Provided entries ▸
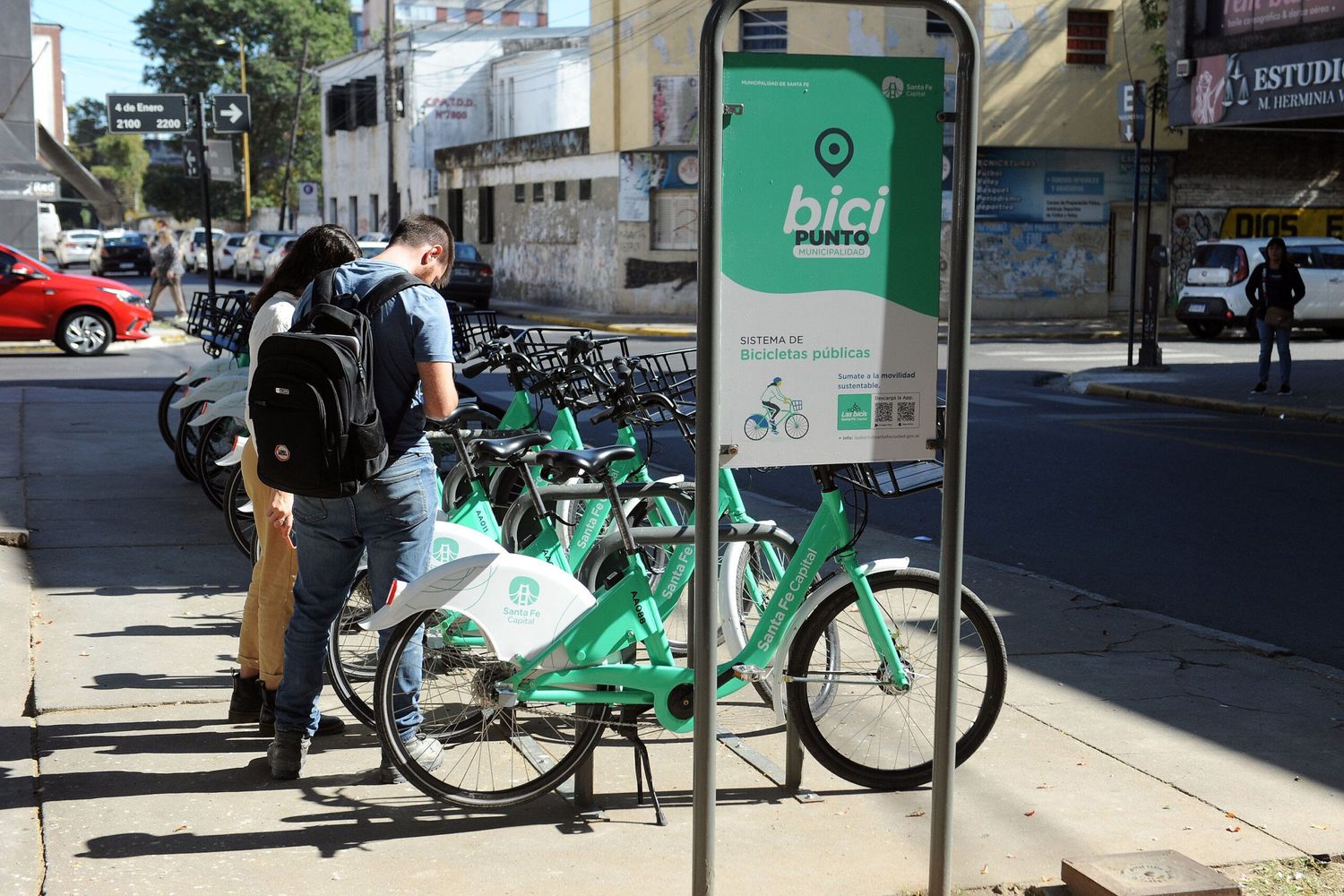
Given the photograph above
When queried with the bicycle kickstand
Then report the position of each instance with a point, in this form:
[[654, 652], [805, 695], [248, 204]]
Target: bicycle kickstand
...
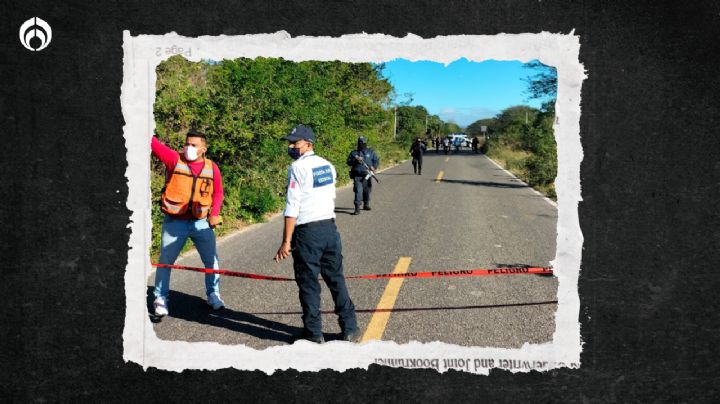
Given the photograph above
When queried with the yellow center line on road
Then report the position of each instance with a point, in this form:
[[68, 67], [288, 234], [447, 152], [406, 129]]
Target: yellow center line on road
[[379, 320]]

Exercise description ▸
Pick each line holding the word "When" out of the data and copy it.

Written response ▸
When queried with the bicycle kickstand
When queried with the yellow center line on road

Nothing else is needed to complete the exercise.